Improve performance of Splay Tree in crdt.Text data structure to prevent skewness

raararaara commented 1 month ago

What would you like to be added:

Currently, Splay trees are used in the crdt.Text data structure. While Splay trees are efficient when performing operations sequentially in a contiguous range, they suffer from the drawback that sequentially inserted elements are linearly arranged on the tree, leading to it becoming a skew tree. In a tree with N vertices, performing M operations guarantees performance in O((N+M) log N) time. However, if the tree becomes skewed, each operation may take O(N) time initially before returning to faster performance. This issue may lead to performance degradation in the crdt.Text data structure due to the skewness of the Splay tree. It is essential to explore methods to prevent skewness that could affect the performance and efficiency of the Text data structure.

Why is this needed: To maintain and enhance the performance and efficiency of the crdt.Text data structure in the face of potential skewness issues in the Splay trees.

raararaara commented 1 month ago

Regarding the above, I would like to share what @justiceHui previously thought and experimented with.

How to prevent the structure of the splay tree from becoming a skew tree

To maintain the structure of the splay tree and prevent it from becoming a skew tree, it would be a good idea to use a method of randomly selecting about 10 vertices and splaying them every time an element is accessed about 100 times. Implementing this function is not difficult if you utilize existing implementations. Specifically, you can randomly generate an integer smaller than the size of the subtree you want to balance and splay it. When you want to preserve the previous root, use splay(x, p) := x, similar to collecting sections into one subtree. You can use it by defining an operation that raises it as a child of p. According to Dynamic optimality conjecture, since the splay tree is also a kind of binary search tree, it is assumed that the total number of operations (time complexity) required when manipulating the tree multiple times is not greater than that of all other binary search trees.

He shared the results of testing a scenario in which five operations {insert_after, insert_before, order_of_node, erase, erase_range} are randomly performed and a scenario in which only insert_after is performed using code written in C++.

## [Exercise description]
Rewrite the Splay tree issue starting with "Why is this" and going on through "the Splay trees.", swapping "enhance" for "improve". The data that follows plays no part in this exercise.

## [Given entries]
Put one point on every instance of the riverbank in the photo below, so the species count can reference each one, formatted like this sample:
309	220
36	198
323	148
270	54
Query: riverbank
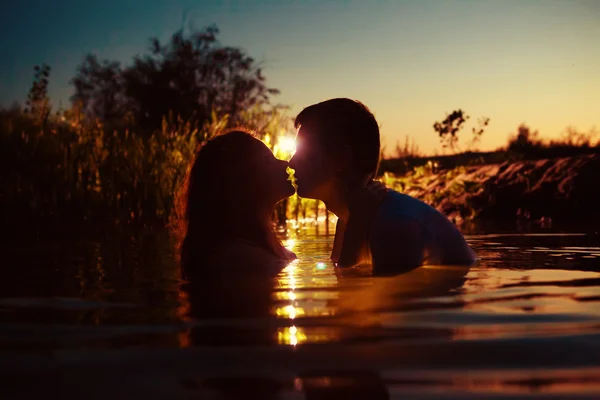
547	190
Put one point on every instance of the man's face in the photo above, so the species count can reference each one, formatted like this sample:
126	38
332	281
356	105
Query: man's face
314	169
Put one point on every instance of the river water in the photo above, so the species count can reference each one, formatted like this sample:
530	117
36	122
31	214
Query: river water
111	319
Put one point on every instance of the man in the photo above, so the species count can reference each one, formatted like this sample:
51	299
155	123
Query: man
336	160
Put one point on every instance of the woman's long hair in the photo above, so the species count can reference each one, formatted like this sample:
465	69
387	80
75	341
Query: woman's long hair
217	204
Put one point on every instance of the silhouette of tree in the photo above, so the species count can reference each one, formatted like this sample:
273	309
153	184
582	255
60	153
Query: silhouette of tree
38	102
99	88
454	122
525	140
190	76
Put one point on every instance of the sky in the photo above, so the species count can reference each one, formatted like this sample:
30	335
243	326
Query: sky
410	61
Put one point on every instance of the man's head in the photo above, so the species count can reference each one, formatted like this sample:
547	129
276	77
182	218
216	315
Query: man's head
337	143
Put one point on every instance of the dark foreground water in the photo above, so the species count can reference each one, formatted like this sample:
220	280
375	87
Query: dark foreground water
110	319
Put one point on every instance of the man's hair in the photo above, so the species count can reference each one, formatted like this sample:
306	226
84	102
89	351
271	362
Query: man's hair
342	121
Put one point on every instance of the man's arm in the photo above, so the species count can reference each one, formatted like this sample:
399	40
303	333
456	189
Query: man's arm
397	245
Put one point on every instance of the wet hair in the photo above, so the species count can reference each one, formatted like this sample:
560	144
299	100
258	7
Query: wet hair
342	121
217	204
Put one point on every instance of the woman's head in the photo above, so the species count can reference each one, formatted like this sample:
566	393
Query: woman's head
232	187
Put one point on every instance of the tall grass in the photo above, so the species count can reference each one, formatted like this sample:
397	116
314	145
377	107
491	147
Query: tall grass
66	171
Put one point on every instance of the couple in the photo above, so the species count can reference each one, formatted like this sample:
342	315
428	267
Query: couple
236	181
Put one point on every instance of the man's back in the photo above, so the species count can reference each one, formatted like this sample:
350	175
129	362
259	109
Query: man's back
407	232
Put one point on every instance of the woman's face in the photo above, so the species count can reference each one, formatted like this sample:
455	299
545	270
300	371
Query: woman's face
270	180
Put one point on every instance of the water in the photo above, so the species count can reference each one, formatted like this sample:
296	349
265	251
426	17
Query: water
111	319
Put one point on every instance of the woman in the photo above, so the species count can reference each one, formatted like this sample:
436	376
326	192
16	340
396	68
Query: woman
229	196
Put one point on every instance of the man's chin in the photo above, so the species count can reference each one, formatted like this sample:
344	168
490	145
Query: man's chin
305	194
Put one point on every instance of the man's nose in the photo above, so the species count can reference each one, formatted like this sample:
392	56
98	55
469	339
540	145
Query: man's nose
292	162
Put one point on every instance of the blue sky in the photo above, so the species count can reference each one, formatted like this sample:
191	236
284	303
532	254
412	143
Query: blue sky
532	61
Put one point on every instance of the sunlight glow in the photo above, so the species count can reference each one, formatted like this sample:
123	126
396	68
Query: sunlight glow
==
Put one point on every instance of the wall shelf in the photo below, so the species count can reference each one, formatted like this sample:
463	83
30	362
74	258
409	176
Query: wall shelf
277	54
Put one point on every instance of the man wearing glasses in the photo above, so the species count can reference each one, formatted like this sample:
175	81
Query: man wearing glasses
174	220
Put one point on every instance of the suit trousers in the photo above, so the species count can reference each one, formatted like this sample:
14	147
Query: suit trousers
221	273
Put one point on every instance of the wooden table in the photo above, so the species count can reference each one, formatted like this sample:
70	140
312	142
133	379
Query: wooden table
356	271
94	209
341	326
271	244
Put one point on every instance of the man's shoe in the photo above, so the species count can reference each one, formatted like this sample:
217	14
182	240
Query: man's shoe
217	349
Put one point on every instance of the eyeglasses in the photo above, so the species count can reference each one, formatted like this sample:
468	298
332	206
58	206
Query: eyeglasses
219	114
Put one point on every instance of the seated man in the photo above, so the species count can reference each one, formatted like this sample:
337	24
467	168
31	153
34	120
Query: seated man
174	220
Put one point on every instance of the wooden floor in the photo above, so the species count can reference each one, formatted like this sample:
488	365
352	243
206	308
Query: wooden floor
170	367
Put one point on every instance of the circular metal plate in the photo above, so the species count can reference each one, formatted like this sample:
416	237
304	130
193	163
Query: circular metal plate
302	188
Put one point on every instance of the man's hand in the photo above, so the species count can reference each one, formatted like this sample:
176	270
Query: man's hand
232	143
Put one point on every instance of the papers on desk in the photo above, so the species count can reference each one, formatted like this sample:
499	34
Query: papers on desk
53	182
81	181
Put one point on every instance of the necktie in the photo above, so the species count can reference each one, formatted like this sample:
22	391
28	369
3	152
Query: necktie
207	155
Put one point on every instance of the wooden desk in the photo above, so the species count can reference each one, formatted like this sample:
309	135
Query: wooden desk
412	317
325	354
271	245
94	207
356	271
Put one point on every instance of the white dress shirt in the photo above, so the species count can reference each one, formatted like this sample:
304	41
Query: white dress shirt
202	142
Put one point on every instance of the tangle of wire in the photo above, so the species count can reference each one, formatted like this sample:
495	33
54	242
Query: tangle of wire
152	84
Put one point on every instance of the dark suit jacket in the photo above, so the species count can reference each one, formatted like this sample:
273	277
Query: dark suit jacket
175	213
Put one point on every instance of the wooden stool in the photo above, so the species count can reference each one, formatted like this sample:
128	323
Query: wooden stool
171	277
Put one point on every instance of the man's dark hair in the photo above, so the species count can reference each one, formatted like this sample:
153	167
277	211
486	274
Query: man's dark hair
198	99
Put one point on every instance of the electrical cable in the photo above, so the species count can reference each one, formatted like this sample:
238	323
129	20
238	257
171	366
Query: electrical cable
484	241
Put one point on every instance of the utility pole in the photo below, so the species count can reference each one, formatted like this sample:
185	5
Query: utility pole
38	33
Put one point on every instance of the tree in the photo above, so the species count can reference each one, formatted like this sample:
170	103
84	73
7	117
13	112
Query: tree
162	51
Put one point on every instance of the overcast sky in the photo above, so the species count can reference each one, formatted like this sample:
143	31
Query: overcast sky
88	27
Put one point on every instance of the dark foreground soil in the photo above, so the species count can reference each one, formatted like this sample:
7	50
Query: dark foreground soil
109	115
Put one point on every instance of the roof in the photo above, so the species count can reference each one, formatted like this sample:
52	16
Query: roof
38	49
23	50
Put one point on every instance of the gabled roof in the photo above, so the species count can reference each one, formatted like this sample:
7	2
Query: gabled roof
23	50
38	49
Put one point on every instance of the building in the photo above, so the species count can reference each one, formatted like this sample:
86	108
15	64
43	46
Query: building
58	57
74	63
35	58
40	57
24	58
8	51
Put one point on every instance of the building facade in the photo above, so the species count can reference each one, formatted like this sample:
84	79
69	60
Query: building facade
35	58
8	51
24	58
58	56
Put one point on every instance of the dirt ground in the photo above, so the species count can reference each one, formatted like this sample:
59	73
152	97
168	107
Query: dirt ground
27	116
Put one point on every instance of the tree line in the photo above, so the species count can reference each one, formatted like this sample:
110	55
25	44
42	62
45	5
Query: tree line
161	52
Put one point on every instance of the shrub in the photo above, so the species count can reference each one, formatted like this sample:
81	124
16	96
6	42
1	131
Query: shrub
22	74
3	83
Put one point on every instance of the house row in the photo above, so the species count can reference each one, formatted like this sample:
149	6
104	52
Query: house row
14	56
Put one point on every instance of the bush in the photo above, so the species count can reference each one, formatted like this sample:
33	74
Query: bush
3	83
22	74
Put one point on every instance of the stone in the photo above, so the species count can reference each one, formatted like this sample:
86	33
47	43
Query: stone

## [Solution to this problem]
Why is this needed: To maintain and improve the performance and efficiency of the crdt.Text data structure in the face of potential skewness issues in the Splay trees.